» 提示文:
***
免疫力の向上につながるとされる「金時生姜」など、薬草原には様々な薬草が植えられている
セリ科の多年草でセロリに似た芳香がある、当帰(トウキ)。
乾燥させた根は、多くの漢方薬や生薬製剤に使われています。
日本の気候や環境に合わせて作られた純国産の生姜である金時生姜(キントキショウガ)。冷えを改善し、免疫力を向上させる効果があるというジンゲロールが、なんと通常の生姜の3倍も含まれています。
その貴重な金時生姜を事もなげに引き抜く、森さん。
「ええっ!いいんですか?そんな大切なものを…」
「大丈夫、大丈夫。はい。これが金時生姜です」
にこやかな笑顔で見せてくださったのは、鮮やかなピンク色をした生姜根。
見た目は通常の生姜に比べると少し小ぶりに感じますが、香りと辛味は大変強く栄養価も高いそうです。
チョロギ村では、この金時生姜、当帰、チョロギを健康長寿に有用な『三大薬草』として、薬膳料理の形で来訪者に提供しています。
レストランでは三大薬草と地元産の野菜を組み合わせた『季節の薬膳』が大人気。
***
» 作業内容: 提示文のうち、「にこやかな笑顔で見せてくださったのは、鮮やかなピンク色をした生姜根。」を含む語句で始まり「レストランでは三大薬草と地元産の野菜を組み合わせた『季節の薬膳』が大人気。」で終わる部分を、一字一句違えずに書き写してください。 この後に続く資料は、提示文とは関係のない別個のものです。

» 提供資料:
***
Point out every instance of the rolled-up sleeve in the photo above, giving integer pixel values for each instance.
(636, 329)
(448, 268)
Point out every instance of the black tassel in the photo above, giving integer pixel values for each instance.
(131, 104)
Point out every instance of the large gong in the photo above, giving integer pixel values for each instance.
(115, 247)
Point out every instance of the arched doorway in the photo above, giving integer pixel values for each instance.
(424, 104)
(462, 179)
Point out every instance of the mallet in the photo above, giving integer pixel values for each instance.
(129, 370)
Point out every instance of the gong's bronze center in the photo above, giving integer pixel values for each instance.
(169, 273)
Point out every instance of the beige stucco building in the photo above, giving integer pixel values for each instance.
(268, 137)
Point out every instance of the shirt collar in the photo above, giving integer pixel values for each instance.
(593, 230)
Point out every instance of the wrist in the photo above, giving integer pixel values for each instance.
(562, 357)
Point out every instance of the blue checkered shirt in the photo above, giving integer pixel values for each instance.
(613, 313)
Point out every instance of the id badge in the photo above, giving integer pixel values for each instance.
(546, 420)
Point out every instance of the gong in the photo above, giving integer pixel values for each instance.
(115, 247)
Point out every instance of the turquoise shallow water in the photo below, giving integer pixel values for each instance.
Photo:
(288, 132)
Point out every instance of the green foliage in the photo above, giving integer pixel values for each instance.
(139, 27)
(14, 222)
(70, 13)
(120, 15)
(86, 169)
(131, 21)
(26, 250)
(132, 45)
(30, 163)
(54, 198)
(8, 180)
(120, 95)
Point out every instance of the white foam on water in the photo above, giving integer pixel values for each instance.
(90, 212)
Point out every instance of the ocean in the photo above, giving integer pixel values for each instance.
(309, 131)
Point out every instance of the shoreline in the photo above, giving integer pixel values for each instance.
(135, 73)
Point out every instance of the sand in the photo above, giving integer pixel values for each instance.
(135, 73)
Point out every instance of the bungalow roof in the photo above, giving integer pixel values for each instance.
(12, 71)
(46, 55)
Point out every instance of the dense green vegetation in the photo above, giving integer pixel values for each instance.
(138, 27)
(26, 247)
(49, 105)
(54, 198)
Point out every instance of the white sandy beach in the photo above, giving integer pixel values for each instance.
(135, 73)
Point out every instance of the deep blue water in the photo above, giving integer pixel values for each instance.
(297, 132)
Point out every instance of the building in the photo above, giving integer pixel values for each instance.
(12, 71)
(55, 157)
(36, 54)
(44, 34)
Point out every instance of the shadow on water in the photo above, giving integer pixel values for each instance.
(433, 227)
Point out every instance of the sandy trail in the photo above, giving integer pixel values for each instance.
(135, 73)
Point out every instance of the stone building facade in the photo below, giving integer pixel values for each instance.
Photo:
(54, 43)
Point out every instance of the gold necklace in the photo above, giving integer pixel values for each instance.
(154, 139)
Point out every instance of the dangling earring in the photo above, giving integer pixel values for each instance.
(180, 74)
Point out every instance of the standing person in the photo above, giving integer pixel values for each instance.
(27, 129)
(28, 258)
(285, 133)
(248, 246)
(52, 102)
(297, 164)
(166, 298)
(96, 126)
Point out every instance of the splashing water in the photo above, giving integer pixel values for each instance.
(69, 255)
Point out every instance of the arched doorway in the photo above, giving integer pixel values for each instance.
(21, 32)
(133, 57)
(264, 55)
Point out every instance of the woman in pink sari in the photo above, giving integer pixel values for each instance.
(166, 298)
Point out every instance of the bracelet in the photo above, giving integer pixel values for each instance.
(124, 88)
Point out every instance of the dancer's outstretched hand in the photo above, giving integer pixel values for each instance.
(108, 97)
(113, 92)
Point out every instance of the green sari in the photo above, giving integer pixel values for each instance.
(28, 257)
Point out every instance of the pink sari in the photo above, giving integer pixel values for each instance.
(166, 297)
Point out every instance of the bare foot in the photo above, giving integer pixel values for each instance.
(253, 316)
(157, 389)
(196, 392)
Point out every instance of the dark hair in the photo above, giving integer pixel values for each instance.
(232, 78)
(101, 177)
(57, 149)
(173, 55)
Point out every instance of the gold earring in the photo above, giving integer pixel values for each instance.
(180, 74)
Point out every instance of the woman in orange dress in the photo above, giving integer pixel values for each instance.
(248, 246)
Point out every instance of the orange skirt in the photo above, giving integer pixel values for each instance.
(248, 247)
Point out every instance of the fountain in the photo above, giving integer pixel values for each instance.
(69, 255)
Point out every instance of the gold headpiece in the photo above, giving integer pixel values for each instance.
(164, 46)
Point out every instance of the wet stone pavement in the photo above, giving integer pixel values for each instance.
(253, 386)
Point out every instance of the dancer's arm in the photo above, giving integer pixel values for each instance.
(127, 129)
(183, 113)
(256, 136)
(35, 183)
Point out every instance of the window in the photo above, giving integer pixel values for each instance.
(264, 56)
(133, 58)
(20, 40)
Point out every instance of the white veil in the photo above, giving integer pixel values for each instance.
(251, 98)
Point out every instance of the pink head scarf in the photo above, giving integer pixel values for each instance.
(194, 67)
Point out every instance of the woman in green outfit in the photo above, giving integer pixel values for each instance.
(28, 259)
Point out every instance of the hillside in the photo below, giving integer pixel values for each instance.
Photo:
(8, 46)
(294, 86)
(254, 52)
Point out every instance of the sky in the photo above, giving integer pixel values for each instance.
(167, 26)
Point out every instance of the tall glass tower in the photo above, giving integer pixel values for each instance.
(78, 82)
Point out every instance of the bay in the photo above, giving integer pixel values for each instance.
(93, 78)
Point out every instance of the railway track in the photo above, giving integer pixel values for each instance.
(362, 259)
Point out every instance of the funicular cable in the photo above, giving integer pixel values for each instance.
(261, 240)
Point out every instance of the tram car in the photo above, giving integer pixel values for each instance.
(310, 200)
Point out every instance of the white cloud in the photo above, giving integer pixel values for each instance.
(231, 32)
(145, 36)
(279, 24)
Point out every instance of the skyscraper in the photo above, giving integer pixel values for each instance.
***
» 解答欄:
にこやかな笑顔で見せてくださったのは、鮮やかなピンク色をした生姜根。
見た目は通常の生姜に比べると少し小ぶりに感じますが、香りと辛味は大変強く栄養価も高いそうです。
チョロギ村では、この金時生姜、当帰、チョロギを健康長寿に有用な『三大薬草』として、薬膳料理の形で来訪者に提供しています。
レストランでは三大薬草と地元産の野菜を組み合わせた『季節の薬膳』が大人気。